** Opening Record extracts block **
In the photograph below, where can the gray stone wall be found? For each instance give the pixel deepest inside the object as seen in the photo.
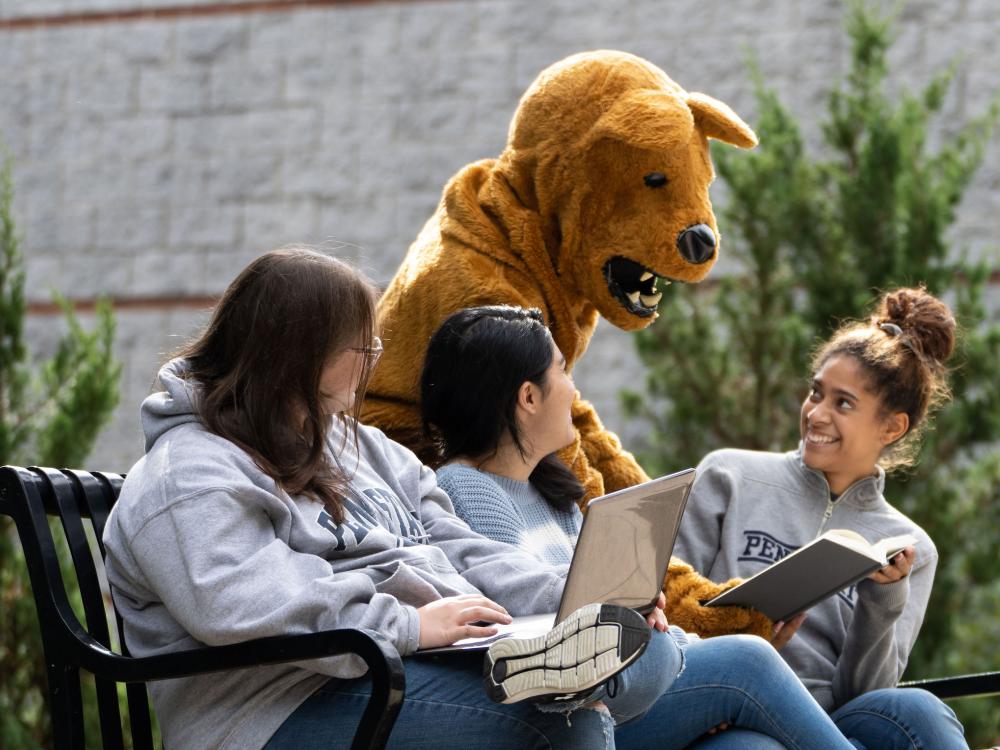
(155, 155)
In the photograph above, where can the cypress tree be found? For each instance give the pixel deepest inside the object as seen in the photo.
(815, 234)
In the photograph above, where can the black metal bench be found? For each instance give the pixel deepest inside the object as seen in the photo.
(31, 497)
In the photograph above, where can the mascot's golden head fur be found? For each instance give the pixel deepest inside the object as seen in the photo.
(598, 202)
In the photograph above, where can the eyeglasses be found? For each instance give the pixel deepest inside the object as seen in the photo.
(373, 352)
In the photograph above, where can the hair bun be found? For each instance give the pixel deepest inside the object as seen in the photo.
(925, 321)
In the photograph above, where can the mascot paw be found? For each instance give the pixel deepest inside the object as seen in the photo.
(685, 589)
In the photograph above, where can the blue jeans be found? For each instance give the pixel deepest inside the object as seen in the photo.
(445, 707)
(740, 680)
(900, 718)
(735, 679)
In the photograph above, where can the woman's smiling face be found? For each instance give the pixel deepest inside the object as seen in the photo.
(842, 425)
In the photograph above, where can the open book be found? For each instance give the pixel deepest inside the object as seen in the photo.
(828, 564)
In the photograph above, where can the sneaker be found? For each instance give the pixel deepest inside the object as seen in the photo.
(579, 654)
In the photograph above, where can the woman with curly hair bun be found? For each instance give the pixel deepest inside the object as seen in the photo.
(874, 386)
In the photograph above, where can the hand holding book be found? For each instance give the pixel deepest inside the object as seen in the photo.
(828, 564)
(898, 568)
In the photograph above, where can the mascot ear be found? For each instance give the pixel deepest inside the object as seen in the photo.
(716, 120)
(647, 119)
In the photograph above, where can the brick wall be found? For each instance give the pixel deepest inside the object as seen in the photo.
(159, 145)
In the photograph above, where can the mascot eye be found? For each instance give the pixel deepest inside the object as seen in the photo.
** Closing Record extracts block **
** Opening Record extracts block **
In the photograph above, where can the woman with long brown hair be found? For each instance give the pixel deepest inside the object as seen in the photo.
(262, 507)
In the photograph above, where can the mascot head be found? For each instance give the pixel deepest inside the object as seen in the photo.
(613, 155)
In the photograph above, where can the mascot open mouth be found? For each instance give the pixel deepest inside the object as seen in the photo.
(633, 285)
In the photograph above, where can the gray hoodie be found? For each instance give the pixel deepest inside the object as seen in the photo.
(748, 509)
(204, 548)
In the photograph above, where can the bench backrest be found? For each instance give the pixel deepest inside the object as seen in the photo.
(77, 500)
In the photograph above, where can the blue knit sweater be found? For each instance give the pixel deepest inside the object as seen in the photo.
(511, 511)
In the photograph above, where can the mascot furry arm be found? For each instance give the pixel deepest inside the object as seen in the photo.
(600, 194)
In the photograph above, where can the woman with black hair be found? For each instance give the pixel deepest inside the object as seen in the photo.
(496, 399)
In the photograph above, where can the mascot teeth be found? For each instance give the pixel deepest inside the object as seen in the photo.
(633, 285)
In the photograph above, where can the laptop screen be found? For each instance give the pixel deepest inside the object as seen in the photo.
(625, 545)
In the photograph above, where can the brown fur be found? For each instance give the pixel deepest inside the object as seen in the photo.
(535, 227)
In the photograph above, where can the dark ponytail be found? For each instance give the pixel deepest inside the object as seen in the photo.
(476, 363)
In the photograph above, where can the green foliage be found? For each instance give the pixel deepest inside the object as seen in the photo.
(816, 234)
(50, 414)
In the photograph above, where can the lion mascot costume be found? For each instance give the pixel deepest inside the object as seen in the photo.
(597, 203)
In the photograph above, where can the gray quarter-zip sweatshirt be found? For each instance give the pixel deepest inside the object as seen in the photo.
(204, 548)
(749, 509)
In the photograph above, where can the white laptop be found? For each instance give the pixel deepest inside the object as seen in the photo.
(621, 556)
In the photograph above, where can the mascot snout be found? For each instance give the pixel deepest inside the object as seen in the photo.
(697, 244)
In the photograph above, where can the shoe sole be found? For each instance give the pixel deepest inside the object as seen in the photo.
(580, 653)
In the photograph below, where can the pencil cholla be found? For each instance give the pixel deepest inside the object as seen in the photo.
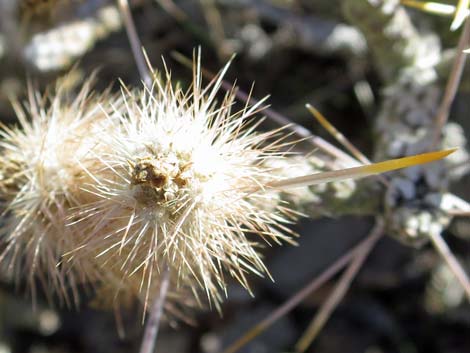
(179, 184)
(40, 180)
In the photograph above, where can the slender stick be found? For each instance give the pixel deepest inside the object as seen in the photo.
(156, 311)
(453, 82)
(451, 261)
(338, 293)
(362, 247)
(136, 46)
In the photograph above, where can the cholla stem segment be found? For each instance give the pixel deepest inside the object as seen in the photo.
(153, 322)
** Closing Record extracts block **
Only the lines above from the one with "In the photograph above, where can the brick" through the one with "In the photograph above, where can the mascot eye" should be duplicated, character for character.

In the photograph above, where can the brick wall be found? For each instance give the pixel deepest inside the object as seen in the photo.
(159, 145)
In the photograph above, where can the mascot eye be found? For each instance give the pixel deepest inside the object as seen in the photo.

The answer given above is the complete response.